Testo fornito.
Il tentativo estremo dell’Unione Europea e degli Stati Uniti di creare i presupposti per la ripresa delle trattative sulla liberalizzazione del settore agricolo, giunte ad una fase di stallo, sembra essersi ritorto loro contro, visto che i paesi in via di sviluppo hanno criticato aspramente le due superpotenze commerciali per essere tornate sulle posizioni che avevano ai tempi dell’Uruguay Round (1984-96), avendo stipulato degli accordi sottobanco senza la partecipazione di alcuno degli altri 144 paesi membri dell’organizzazione.

Brasile, India e Cina ­ Paesi volani dell’economia del mondo in via di sviluppo ­ sono prontamente intervenuti con un documento in cui si chiede che europei e americani la smettano di menare il can per l’aia e riducano drasticamente la portata di quelle agevolazioni che consentono di immettere sui mercati mondiali enormi quantità di cereali e di carni a basso prezzo, escludendo così dai giochi centinaia di migliaia di agricoltori dei Paesi in via di sviluppo.

Le trattative mirate a subordinare i diritti di proprietà intellettuale alle esigenze di salute pubblica sono giunte a un punto morto, in quanto gli Stati Uniti non intendono scostarsi dal principio secondo cui la parziale liberalizzazione dei brevetti andrebbe limitata soltanto laddove si tratti di farmaci contro Hiv-Aids, malaria e tubercolosi, in aperta sfida alla dichiarazione della quarta conferenza ministeriale del Wto tenutasi nel 2001 a Doha, la quale privilegia chiaramente le questioni di salute pubblica rispetto ai diritti di proprietà intellettuale.

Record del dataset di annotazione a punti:
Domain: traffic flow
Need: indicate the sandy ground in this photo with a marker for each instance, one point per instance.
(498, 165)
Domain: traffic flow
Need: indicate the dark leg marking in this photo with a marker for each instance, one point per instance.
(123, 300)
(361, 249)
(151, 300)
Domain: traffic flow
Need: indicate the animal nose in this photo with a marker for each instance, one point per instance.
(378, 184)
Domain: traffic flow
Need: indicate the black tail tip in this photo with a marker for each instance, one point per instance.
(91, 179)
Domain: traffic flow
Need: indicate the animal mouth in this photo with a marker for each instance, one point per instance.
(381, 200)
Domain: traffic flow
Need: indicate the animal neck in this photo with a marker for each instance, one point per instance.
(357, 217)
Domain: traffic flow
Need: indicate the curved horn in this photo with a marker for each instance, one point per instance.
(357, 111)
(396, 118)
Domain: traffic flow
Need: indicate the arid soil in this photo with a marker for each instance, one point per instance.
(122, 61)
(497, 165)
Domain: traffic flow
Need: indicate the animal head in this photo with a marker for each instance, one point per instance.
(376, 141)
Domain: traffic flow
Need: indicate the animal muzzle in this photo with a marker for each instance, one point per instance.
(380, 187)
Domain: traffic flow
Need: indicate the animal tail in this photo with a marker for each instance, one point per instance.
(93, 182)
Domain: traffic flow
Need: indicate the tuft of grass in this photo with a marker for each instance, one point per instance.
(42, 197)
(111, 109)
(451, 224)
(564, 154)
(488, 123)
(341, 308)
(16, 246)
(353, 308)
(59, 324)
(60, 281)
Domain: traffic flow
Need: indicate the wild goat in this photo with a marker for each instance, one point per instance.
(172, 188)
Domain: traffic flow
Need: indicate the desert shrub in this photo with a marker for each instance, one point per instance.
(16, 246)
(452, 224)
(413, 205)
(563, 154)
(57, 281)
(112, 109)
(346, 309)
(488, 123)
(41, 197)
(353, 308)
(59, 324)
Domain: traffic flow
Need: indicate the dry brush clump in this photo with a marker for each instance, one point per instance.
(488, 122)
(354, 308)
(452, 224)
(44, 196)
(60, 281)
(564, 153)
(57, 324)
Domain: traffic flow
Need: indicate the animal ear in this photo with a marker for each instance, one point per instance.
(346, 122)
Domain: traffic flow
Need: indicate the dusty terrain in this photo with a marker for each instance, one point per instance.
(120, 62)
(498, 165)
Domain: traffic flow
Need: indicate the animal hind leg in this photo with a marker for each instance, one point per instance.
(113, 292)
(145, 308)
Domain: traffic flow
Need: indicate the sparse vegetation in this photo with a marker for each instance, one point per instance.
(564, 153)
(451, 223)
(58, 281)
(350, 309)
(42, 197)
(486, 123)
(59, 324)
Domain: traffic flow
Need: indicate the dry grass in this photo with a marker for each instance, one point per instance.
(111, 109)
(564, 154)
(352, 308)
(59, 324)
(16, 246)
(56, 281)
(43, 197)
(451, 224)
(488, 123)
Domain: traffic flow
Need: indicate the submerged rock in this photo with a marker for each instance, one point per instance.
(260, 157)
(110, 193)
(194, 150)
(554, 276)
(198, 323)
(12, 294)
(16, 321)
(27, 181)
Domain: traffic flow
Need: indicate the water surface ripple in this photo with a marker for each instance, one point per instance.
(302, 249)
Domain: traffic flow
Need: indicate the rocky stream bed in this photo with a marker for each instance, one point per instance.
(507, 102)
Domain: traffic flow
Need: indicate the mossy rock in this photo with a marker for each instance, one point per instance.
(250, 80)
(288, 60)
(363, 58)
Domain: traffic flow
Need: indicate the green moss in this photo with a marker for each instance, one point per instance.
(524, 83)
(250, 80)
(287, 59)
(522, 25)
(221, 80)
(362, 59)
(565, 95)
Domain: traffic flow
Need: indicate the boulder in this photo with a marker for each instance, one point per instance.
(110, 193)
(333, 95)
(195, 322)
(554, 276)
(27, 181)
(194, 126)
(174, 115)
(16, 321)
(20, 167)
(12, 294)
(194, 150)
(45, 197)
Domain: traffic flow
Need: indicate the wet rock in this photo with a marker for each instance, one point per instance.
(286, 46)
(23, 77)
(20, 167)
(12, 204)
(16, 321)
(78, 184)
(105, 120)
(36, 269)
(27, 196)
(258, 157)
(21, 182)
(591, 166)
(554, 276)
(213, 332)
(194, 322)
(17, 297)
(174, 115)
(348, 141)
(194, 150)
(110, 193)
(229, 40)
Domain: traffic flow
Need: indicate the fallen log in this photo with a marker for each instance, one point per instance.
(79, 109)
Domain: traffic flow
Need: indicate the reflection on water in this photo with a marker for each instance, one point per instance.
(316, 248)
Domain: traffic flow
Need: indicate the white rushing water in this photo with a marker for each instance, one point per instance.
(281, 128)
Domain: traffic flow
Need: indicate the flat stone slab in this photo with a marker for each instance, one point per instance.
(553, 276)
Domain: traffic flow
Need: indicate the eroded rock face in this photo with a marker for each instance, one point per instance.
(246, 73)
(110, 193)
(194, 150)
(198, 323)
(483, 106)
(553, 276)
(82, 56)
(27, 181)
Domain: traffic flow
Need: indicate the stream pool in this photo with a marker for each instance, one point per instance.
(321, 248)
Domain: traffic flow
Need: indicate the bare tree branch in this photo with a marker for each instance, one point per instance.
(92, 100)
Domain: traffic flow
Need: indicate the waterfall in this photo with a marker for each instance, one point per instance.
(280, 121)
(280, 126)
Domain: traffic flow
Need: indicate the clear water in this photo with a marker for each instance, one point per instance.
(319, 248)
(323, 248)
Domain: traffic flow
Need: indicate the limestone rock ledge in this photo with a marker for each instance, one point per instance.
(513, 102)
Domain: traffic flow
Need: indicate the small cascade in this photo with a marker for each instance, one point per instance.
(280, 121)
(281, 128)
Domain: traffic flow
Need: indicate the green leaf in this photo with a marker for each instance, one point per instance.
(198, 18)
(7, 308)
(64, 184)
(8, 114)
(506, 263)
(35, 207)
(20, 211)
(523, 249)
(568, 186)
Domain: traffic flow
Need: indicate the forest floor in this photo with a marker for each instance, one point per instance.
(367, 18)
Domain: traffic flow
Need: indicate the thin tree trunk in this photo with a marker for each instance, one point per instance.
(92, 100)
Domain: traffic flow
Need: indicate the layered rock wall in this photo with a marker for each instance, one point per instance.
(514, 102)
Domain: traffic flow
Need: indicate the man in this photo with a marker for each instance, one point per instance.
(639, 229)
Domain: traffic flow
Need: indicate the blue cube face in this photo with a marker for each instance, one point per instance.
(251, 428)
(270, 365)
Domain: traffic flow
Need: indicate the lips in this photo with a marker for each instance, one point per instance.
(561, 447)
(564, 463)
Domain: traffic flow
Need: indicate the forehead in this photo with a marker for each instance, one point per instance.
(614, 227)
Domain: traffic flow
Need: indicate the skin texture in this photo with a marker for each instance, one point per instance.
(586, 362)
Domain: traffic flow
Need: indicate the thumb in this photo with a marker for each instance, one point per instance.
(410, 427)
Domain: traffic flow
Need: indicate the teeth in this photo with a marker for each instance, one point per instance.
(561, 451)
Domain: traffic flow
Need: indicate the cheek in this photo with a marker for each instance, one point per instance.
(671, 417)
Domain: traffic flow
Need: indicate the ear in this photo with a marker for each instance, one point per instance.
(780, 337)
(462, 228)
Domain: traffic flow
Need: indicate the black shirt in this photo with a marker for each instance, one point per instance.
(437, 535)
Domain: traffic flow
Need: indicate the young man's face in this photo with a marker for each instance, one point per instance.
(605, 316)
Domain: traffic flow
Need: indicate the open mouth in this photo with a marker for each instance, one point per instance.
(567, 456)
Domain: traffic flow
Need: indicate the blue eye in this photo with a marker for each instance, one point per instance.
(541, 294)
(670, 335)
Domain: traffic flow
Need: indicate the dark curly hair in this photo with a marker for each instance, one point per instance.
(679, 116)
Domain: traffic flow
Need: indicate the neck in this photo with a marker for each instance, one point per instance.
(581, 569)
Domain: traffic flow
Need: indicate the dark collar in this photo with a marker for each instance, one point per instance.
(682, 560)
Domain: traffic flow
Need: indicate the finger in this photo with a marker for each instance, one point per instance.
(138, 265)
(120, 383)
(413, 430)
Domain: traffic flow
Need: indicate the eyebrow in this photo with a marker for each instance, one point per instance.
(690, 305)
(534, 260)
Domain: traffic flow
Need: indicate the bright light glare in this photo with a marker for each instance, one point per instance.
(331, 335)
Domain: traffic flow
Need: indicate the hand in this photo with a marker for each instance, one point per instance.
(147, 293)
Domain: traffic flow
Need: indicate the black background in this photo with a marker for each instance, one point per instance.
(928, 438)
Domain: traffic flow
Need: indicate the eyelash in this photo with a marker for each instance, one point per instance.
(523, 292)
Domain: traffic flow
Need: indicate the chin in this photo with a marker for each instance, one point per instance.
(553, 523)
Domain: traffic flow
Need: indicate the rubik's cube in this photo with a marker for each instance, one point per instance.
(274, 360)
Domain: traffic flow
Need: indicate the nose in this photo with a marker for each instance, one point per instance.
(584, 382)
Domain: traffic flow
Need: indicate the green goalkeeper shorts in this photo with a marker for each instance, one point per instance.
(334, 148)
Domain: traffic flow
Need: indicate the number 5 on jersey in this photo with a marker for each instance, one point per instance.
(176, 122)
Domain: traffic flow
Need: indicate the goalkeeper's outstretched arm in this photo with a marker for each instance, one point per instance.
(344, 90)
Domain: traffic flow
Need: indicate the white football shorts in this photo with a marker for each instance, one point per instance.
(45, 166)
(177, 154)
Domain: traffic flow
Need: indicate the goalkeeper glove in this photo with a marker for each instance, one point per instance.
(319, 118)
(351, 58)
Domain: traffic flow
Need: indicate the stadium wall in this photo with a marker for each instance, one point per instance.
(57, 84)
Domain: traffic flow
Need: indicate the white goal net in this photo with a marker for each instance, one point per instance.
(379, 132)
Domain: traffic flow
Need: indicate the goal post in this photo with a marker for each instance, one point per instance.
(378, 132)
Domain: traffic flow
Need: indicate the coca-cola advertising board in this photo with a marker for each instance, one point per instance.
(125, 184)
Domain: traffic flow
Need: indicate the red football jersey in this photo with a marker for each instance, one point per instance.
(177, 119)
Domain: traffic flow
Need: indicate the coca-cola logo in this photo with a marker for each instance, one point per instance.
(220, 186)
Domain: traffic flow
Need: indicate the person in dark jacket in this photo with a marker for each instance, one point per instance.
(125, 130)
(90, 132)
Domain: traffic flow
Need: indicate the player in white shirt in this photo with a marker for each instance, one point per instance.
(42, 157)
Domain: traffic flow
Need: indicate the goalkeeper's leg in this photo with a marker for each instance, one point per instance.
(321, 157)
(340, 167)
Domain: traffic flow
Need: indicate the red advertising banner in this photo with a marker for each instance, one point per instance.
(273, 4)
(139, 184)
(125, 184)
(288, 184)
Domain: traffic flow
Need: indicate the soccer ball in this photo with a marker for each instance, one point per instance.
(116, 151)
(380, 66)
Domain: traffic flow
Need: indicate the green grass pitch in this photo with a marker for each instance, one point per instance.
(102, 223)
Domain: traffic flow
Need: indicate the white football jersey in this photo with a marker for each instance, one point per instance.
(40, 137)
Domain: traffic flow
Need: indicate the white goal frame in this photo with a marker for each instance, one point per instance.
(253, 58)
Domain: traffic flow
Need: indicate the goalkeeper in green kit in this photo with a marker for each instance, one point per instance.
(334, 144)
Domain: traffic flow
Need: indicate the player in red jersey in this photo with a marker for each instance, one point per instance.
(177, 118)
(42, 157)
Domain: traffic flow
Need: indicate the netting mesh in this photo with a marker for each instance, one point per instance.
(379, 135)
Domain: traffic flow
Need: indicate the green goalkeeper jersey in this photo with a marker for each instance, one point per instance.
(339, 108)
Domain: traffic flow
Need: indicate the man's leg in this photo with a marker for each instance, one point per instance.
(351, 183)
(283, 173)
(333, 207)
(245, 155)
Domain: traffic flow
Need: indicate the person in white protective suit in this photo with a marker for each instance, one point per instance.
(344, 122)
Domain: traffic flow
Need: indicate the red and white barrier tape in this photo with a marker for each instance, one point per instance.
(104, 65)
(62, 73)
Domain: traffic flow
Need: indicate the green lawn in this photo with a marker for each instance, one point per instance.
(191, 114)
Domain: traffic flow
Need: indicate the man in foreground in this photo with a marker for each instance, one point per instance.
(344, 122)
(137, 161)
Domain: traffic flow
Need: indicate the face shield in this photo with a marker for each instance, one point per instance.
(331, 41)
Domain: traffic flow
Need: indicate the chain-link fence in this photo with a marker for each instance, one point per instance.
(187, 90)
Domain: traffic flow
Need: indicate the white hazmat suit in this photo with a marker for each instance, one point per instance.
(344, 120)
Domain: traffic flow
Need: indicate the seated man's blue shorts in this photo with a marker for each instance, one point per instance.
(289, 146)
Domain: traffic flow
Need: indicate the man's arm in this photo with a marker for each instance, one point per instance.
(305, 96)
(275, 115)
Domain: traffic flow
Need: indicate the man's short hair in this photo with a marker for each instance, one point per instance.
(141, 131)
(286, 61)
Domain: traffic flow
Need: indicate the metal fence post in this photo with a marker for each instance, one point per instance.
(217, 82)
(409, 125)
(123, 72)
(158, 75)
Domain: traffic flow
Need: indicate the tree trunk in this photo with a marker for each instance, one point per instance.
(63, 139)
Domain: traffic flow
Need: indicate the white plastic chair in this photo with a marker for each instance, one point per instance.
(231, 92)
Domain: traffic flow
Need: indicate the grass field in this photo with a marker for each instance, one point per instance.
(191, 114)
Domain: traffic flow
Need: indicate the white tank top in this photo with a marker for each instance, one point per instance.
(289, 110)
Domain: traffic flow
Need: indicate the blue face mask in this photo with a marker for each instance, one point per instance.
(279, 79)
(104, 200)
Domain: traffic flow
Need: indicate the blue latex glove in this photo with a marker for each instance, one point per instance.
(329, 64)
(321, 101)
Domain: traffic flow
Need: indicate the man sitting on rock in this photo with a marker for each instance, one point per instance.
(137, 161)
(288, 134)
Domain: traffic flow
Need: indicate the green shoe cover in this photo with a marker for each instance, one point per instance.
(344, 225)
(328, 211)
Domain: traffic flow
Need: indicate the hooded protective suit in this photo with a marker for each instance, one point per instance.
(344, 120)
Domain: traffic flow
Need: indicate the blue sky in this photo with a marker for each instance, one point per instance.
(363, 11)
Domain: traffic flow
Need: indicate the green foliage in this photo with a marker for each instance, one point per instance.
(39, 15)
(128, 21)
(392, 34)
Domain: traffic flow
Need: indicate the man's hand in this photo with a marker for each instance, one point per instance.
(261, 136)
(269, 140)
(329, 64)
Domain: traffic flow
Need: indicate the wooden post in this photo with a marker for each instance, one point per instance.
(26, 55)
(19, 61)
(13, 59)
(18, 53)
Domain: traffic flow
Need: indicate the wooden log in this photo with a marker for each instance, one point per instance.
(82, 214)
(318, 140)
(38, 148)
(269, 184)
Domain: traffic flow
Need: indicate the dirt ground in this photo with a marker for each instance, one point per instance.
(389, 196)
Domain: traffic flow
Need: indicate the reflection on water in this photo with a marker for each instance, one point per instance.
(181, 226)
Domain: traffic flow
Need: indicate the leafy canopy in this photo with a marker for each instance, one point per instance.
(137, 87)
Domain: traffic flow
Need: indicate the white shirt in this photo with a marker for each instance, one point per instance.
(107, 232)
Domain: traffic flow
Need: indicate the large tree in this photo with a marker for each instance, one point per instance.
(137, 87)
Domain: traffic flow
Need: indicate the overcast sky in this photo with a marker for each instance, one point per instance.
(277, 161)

Compiti.
A. Ricopia fedelmente dal testo sui negoziati del Wto il brano che comincia con le parole "Il tentativo estremo" e si chiude dopo "paesi membri dell’organizzazione.".
B. Scrivi il seguito del testo sui negoziati del Wto, riprendendo subito dopo la sua ultima frase.

Risposte scritte.
A.
Il tentativo estremo dell’Unione Europea e degli Stati Uniti di creare i presupposti per la ripresa delle trattative sulla liberalizzazione del settore agricolo, giunte ad una fase di stallo, sembra essersi ritorto loro contro, visto che i paesi in via di sviluppo hanno criticato aspramente le due superpotenze commerciali per essere tornate sulle posizioni che avevano ai tempi dell’Uruguay Round (1984-96), avendo stipulato degli accordi sottobanco senza la partecipazione di alcuno degli altri 144 paesi membri dell’organizzazione.

B.
Non si è registrato alcuno spostamento nelle trattative intese a portare sotto la giurisdizione del Wto le questioni riguardanti gli investimenti, le politiche di concorrenza, la trasparenza degli appalti pubblici, gli scambi agevolati in ambito commerciale, che Bruxelles e Washington hanno interpretato come centrali alla Dichiarazione di Doha. In effetti, a tutt’ oggi non si è giunti a un punto di accordo sul fatto se esistano o no i presupposti formali per un avvio delle trattative.

Alcuni osservatori fanno notare come stiano venendo a galla quelli che sono i tre fattori principali che hanno determinato il fallimento della terza conferenza ministeriale di Seattle, del dicembre 1999: la crisi del settore agricolo Ue-Usa è nuovamente in primo piano, i Paesi in via di sviluppo sono più risentiti che mai, e la società civile si sta mobilitando. Il fattore società civile non va assolutamente sottovalutato.

Seppure non si disponga di dati certi, non è escluso che a Cancun possa convergere da tutto il mondo una folla che potrebbe raggiungere le 15mila persone. Senza escludere la possibilità che un certo numero di Zapatisti, ovvero appartenenti all’organizzazione di insurrezionalisti armati provenienti dalle comunità paesane indigene del Chiapas, nel sud del Messico, possano aggregarsi alla contestazione, trasformando così la conferenza in un’occasione di ampia protesta nazionale.

La travagliata situazione che il Wto sta attraversando altro non è che il prosieguo della crisi istituzionale apertasi a Seattle, nel dicembre 1991, come conseguenza dell’opposizione espressa da alcuni gruppi della società civile alla tendenza dello stesso Wto di subordinare gli aspetti più critici della vita sociale agli interessi delle grandi realtà commerciali.

La conferenza di Seattle non ha visto realizzare alcuna riforma; c’è stata soltanto, sulla scia degli eventi dell’11 settembre, una dichiarazione imposta di fatto ai Paesi in via di sviluppo da Usa e Ue con cui si dava mandato alla quarta conferenza ministeriale di Doha, Qatar, prevista per il novembre 2001 di condurre una serie limitata di trattative. Comunque il cosiddetto Doha Round è finito ben presto in un nulla di fatto. La crisi istituzionale del Wto è di per sé un riflesso di una difficoltà ben più profonda e generale, vale a dire quella del progetto globalista di un’integrazione accelerata della produzione e dei mercati.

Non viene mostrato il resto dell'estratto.